═════ Given data ═════
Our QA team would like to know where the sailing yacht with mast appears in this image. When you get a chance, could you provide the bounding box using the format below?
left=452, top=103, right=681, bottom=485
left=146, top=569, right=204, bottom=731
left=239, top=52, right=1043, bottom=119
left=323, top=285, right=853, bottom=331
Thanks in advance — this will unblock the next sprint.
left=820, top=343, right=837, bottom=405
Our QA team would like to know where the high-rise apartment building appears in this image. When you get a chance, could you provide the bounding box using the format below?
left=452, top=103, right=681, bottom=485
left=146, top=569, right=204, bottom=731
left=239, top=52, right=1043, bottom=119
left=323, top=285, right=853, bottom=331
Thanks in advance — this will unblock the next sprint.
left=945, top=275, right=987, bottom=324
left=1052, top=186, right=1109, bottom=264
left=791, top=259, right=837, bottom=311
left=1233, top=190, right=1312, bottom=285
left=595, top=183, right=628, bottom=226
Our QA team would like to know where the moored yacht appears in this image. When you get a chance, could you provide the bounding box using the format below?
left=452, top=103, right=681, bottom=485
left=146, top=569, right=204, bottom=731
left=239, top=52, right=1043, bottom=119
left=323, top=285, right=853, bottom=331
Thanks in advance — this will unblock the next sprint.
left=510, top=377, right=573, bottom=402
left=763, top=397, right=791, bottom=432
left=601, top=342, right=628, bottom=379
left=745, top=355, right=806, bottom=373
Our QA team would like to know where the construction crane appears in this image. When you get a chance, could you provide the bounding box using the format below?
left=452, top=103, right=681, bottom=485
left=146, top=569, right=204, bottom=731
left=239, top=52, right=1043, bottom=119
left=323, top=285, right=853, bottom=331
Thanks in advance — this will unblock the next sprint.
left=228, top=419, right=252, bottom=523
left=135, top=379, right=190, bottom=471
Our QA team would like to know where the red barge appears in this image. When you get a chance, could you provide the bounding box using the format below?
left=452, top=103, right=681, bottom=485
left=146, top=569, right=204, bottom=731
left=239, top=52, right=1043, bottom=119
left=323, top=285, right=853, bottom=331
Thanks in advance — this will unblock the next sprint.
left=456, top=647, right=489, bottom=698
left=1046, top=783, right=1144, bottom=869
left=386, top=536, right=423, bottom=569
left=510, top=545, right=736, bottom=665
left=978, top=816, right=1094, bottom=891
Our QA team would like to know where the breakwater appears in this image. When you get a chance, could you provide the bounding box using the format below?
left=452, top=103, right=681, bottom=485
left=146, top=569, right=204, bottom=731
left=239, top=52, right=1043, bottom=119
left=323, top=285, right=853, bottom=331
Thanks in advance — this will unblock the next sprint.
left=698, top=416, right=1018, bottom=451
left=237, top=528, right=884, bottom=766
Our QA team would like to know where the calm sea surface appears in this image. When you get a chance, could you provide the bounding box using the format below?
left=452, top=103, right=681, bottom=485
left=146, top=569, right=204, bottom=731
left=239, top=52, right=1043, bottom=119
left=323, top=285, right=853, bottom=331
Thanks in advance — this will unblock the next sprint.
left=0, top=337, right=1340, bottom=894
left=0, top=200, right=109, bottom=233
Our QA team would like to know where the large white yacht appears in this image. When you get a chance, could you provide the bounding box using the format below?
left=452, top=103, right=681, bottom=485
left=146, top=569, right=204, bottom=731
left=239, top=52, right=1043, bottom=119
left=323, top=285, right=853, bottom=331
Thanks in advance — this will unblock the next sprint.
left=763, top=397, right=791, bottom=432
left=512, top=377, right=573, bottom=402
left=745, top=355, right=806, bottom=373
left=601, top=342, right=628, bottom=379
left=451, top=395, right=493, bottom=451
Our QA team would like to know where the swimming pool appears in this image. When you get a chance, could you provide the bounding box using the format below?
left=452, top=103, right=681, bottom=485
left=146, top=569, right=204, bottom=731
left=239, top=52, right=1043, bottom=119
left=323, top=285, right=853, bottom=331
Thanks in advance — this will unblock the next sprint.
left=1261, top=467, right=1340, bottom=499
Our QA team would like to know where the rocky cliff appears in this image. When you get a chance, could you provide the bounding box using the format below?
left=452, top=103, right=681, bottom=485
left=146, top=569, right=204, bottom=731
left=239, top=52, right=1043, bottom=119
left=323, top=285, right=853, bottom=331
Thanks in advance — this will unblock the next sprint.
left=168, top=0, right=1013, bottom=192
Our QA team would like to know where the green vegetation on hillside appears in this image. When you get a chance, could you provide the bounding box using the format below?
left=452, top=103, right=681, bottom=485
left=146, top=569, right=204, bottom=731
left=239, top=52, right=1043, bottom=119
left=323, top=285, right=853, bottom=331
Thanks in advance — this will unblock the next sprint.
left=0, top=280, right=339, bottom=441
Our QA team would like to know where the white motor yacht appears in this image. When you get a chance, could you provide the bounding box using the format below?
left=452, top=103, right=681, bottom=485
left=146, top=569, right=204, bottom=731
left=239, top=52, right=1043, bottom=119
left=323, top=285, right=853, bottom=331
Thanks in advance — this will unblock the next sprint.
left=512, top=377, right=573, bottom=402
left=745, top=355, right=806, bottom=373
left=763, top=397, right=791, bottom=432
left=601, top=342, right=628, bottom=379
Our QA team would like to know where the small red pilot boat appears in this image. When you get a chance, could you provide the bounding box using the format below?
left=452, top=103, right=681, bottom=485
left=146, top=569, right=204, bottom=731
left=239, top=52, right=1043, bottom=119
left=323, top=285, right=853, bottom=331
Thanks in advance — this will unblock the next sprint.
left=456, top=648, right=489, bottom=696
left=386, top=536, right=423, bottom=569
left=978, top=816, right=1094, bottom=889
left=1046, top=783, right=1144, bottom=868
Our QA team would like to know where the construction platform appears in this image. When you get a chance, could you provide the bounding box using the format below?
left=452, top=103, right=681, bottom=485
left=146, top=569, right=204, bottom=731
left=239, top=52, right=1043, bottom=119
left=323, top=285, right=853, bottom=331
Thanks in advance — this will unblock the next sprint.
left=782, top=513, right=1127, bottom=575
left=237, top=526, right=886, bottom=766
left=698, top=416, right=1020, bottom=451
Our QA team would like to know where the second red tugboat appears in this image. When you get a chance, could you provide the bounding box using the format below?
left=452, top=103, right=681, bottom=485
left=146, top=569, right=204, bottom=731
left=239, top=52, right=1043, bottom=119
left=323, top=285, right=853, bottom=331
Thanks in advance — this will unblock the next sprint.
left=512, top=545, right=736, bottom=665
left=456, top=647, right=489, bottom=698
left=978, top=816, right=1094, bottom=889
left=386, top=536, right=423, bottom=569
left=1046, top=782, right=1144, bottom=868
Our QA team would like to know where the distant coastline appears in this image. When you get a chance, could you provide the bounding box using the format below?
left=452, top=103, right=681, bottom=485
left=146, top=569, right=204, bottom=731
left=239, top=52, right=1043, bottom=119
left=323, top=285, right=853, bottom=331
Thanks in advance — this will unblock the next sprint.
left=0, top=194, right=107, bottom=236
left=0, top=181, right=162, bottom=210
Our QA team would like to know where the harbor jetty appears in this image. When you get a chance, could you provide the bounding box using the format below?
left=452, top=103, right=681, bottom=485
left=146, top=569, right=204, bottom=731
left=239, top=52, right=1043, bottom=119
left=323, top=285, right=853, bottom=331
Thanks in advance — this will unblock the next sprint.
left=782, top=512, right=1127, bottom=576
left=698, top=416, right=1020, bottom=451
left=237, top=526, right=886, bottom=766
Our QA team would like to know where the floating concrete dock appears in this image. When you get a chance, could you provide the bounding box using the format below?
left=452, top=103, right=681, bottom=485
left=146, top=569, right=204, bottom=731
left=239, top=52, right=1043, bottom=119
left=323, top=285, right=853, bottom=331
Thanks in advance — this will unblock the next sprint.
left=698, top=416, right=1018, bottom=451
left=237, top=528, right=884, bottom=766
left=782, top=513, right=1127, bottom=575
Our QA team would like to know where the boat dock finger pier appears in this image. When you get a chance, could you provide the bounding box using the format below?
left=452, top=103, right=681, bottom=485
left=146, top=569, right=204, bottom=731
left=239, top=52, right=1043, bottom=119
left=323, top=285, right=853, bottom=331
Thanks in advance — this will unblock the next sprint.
═════
Retype the lines from the entries above, starting with the line that contains "Our QA team would like to know where the construction platform" and going on through the line that contains "left=1046, top=782, right=1144, bottom=868".

Our QA team would like to know where the construction platform appears in this image. When you get a chance, could you provide the bounding box using the format below?
left=452, top=103, right=681, bottom=485
left=146, top=569, right=204, bottom=731
left=239, top=52, right=1043, bottom=119
left=323, top=285, right=853, bottom=331
Thanks in advance — this will unblock the next sprint.
left=782, top=513, right=1127, bottom=575
left=237, top=526, right=886, bottom=766
left=698, top=416, right=1020, bottom=451
Our QA team would like to know where the second red tugboat appears in this image. When you get a chance, could you provide the bounding box using the format below?
left=452, top=103, right=681, bottom=485
left=146, top=569, right=204, bottom=731
left=239, top=52, right=1043, bottom=119
left=323, top=285, right=853, bottom=331
Thanks in advance — this will unblock the next sprint.
left=512, top=545, right=736, bottom=665
left=456, top=647, right=489, bottom=698
left=978, top=816, right=1094, bottom=889
left=386, top=536, right=423, bottom=569
left=1046, top=782, right=1144, bottom=868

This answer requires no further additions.